**Provided data:**
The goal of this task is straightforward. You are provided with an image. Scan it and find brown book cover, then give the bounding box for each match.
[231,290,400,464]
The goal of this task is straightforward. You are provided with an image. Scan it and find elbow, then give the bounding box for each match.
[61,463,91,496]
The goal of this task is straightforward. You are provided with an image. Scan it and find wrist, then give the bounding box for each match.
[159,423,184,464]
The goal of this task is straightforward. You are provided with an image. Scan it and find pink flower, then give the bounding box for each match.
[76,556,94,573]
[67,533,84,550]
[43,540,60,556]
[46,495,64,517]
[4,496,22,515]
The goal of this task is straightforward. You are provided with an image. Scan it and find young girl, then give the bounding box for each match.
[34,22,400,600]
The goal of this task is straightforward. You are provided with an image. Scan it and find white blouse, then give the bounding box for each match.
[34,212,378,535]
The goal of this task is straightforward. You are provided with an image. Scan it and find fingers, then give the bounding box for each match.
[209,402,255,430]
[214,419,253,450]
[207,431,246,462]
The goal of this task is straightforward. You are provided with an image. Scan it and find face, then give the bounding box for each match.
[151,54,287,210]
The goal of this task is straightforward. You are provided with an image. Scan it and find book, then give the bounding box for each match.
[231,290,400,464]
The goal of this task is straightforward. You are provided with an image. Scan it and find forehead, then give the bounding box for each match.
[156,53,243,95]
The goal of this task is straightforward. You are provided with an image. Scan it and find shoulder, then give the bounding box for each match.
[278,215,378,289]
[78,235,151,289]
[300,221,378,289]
--
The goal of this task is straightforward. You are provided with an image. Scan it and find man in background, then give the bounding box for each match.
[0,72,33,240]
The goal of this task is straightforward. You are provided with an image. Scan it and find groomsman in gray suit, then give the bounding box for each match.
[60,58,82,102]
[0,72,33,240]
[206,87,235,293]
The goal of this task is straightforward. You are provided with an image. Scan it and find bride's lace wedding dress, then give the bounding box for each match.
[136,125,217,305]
* * *
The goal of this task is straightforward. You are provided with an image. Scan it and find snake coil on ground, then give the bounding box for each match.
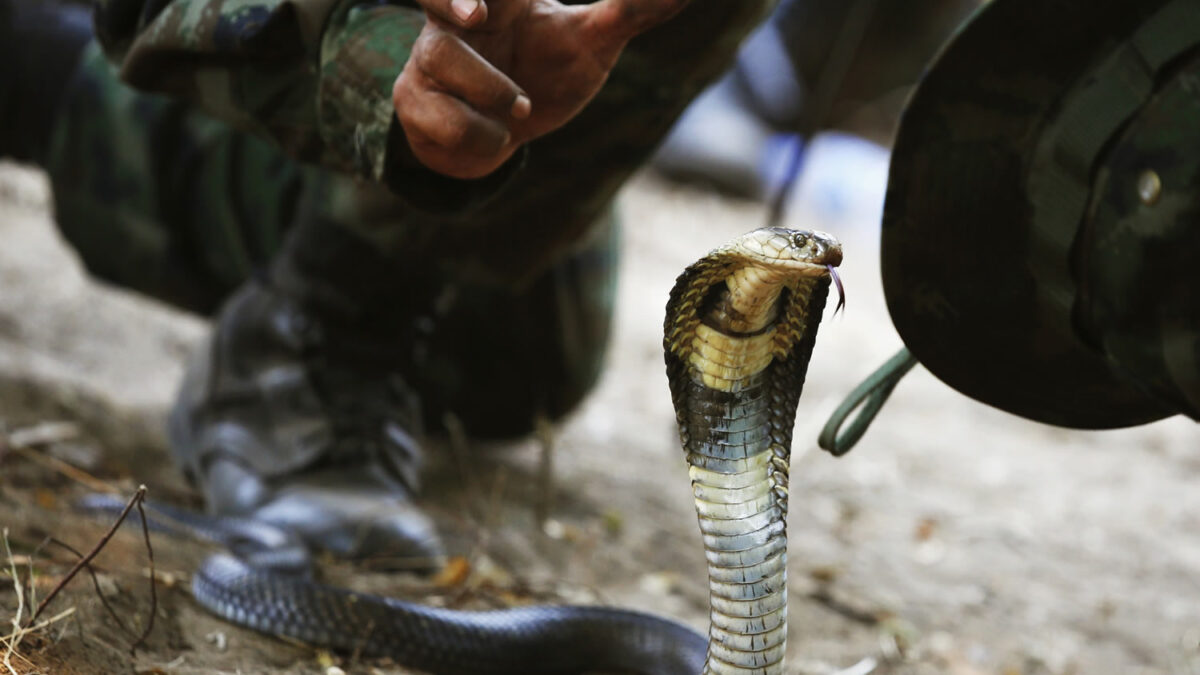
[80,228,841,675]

**Directions for this task:** Starting at the line that contains "and find man" and ending at the line that contains "[136,125,217,305]", both included, copy out that part of the listing with every bounding box coordinate shifted up by 101. Keep the remaining lines as they are.

**Solution to the exercise:**
The goal of this task is straightforward. You are provided with an image. Scan it and find man in background, then give the bounding box for each match.
[101,173,134,341]
The goal of this task is straightforward. You are provided with an image. Scan it and find groomsman in gray suit, then give the bounding box for each match.
[161,159,183,203]
[101,173,134,341]
[307,188,336,394]
The goal of this task is straightforward. You are provided with an image. Scan it and find bride's lace wedding dress, then give the bounding box for each match.
[237,226,318,406]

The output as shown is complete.